"""

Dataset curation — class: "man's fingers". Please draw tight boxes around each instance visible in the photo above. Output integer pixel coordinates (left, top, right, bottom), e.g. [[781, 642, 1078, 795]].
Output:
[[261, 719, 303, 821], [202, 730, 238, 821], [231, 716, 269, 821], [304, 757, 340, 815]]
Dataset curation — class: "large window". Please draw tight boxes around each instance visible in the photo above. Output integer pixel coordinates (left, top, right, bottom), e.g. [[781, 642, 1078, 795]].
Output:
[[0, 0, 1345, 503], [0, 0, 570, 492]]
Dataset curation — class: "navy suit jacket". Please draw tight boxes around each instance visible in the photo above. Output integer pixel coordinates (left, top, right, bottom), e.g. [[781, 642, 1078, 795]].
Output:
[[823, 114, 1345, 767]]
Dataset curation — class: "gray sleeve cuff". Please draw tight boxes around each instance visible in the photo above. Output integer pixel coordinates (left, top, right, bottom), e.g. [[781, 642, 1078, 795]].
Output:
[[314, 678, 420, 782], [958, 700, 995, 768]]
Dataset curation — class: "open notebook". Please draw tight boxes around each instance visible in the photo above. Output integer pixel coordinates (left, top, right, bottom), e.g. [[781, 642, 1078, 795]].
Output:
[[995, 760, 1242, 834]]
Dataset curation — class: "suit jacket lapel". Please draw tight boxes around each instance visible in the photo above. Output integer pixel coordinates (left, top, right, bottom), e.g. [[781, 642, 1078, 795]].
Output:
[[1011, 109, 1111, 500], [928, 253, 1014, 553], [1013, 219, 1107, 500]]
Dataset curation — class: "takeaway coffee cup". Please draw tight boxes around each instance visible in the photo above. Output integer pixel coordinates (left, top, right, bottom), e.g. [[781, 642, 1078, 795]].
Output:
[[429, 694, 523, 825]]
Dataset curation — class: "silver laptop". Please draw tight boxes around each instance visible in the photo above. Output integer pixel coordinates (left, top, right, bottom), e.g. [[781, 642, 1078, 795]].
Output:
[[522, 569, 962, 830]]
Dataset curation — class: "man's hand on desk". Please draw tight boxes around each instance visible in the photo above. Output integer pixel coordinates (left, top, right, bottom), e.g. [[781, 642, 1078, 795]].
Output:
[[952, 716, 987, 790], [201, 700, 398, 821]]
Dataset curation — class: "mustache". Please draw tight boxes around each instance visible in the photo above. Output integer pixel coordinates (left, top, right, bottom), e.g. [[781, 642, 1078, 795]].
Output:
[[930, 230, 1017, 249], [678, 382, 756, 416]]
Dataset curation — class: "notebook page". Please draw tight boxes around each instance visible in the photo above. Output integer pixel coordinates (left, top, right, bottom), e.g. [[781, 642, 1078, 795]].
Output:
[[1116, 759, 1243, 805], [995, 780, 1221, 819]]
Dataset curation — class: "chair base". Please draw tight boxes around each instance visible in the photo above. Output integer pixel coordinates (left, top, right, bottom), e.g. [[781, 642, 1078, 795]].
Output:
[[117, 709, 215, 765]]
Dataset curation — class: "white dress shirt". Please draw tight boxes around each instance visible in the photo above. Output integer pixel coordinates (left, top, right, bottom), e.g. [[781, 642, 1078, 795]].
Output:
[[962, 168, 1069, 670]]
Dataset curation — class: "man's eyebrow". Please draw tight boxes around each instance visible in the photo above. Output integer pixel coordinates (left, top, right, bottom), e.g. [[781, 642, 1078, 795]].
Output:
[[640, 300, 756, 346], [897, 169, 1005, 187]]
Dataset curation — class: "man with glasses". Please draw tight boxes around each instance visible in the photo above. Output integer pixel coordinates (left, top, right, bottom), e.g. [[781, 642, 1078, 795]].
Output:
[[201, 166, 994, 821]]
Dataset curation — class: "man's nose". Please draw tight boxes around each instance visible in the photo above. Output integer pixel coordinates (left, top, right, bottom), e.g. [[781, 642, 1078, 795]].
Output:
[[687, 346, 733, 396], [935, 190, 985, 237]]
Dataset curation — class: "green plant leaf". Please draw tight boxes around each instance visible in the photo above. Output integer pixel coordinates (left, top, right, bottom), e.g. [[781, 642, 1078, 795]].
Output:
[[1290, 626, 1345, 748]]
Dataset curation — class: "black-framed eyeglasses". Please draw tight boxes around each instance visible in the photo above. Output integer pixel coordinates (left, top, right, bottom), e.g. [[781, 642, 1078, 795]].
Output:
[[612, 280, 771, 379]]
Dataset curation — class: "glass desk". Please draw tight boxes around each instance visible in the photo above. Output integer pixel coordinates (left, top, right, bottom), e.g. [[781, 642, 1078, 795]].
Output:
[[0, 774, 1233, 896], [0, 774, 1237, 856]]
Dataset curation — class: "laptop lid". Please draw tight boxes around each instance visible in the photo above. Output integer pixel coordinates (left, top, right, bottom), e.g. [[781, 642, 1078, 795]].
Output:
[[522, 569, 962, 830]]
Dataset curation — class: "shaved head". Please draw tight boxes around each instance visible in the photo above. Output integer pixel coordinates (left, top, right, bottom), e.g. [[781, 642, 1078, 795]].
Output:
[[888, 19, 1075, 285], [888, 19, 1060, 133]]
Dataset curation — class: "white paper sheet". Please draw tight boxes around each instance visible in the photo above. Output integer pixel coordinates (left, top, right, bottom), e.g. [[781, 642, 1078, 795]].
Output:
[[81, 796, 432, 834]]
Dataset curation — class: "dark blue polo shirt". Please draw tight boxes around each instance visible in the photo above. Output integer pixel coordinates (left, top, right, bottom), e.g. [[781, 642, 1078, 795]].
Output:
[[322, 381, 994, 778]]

"""

DIRECTIONS FOR THIS TASK |
Print all of the records above again, word for word, with nothing changed.

SOLUTION |
Dataset curation — class: "man's fingers". Please draw tight boxes around each instance visible in the photo above. Output integer pixel coordinates (left, top, right, bottom), e.g. [[781, 642, 1078, 795]].
Output:
[[261, 719, 303, 821], [202, 730, 238, 821], [231, 716, 269, 821], [304, 757, 340, 815]]
Dataset curation — class: "large window". Please draw tight boxes around each instance visible in the photo above. Output integer pixel coordinates (left, top, right, bottom), e.g. [[781, 642, 1078, 795]].
Output:
[[0, 0, 1345, 503], [0, 0, 570, 492]]
Dataset curation — class: "navy suit jacket". Please draw tight boxes around each instance visible in the photo above. Output integer pixel coordinates (left, top, right, bottom), e.g. [[781, 642, 1078, 795]].
Output:
[[823, 114, 1345, 767]]
Dataset curation — class: "gray sleeve cuff". Please draw tight boxes around each instance visible in the photo above. Output integer pixel coordinates (left, top, right, bottom), e.g. [[781, 642, 1078, 795]].
Output:
[[314, 678, 420, 782], [958, 700, 995, 768]]
Dataset curation — class: "open notebook". Please draw tight boxes around each instance visible in the photo above. Output integer pixel coordinates (left, top, right, bottom), e.g. [[781, 642, 1078, 795]].
Output:
[[995, 760, 1242, 834]]
Dataset curation — class: "suit jacket lapel". Please draw tight boxes around each instance visible in the photo above. Output integer pixel coordinates (left, top, right, bottom), e.g. [[781, 642, 1078, 795]].
Output:
[[1011, 109, 1111, 500], [928, 253, 1014, 553], [1013, 219, 1107, 500]]
Dataset curation — class: "takeaway coffee cup". Please draw tight boxes around each instance visible in the photo above. Output integer pixel coordinates (left, top, right, bottom), e.g. [[781, 642, 1078, 795]].
Output:
[[429, 694, 523, 825]]
Dataset curation — class: "silver laptop". Please draw tight boxes around each instance visible in the photo above. Output integer pixel coordinates (left, top, right, bottom), e.g. [[781, 642, 1078, 795]].
Output:
[[522, 569, 962, 830]]
Dataset curation — class: "man's hand on desk". Please draw tight boxes around each instance visible in the photo above. Output integer pixel coordinates (left, top, right, bottom), e.g. [[781, 642, 1078, 795]].
Output:
[[952, 716, 987, 790], [201, 700, 398, 821]]
Dataset curation — class: "mustache". Please draw tight boxes around each instance visible in the photo above. Output integer pixel coordinates (left, top, right, bottom), e.g. [[781, 642, 1078, 795]].
Output:
[[930, 230, 1017, 249], [678, 382, 756, 416]]
Dataset curation — class: "notebook page". Please draw tight boxes around each instance visible in the photo above. Output integer pixel coordinates (left, top, right, bottom), e.g. [[781, 642, 1078, 795]].
Output:
[[1116, 759, 1243, 805], [995, 780, 1221, 819]]
Dataset curation — class: "chair base". Please draw tight boxes around each instance visible in the photo above. Output integer pixel coordinates (left, top, right, bottom), e.g. [[781, 642, 1078, 795]].
Output:
[[117, 709, 215, 765]]
Dataset curation — class: "white dress shirt". Please draw tight boxes around each instance visible in the photo above. Output integer pixel coordinates (left, top, right, bottom), e.g. [[781, 642, 1078, 795]].
Output:
[[962, 168, 1069, 670]]
Dataset curation — class: "man's eyebrow". Please draw tight boxes around each instance visible in the photo above. Output integer pixel coordinates (left, top, right, bottom), e.g. [[781, 642, 1078, 795]].
Output:
[[640, 300, 756, 346], [897, 169, 1005, 187]]
Dataset curation — class: "man with glasses". Please draw tight boxes around each instance visible in the photo above. Output integer pixel coordinates (left, top, right, bottom), e.g. [[781, 642, 1078, 795]].
Output:
[[201, 166, 994, 821]]
Dataset curation — class: "man's nose". Please draw tight boxes around each instance visible in the photo above. Output integer pixel coordinates (left, top, right, bottom), e.g. [[781, 642, 1078, 795]].
Output:
[[687, 346, 733, 396], [935, 190, 985, 237]]
Dataset curation — class: "green plant leaf". Please draw tight boxes around each instance visible in the photo above. Output integer pixel coordinates (left, top, right, bottom), e.g. [[781, 642, 1078, 795]].
Output:
[[1290, 626, 1345, 748]]
Dataset curation — class: "black-framed eyeglasses". Please draw tight boxes around each instance visible in the photo above. Output integer pixel coordinates (left, top, right, bottom), e.g. [[781, 642, 1078, 795]].
Output:
[[612, 280, 771, 379]]
Dataset curation — class: "glass desk". Please draw tight boxes around each instance visible in the photo above. Output integer pixel coordinates (left, top, right, bottom), e.g. [[781, 642, 1078, 795]].
Output:
[[0, 774, 1233, 896], [0, 774, 1237, 856]]
Dataset curation — class: "laptop lid". Please draw tight boxes around each instance visible in the photo above. Output integer pixel coordinates (left, top, right, bottom), e.g. [[781, 642, 1078, 795]].
Output:
[[522, 569, 962, 830]]
Dataset curation — class: "shaved head". Please draw tight boxes around each instance visible in the photo above. Output integer pixel coordinates (left, top, right, bottom), e.g. [[781, 642, 1078, 795]].
Output:
[[888, 19, 1075, 285], [888, 19, 1060, 133]]
Dataset curation — class: "white paper sheet". Please draw tight boxes around each instance visible in the photo above. Output integer pixel coordinates (left, top, right, bottom), e.g. [[781, 642, 1078, 795]].
Output:
[[81, 796, 432, 834]]
Dataset curation — class: "dark blue polo shirt". Please draw tight boxes around each instance visible in the photo above. Output integer pixel coordinates (left, top, right, bottom), e.g. [[781, 642, 1078, 795]].
Output:
[[322, 381, 994, 778]]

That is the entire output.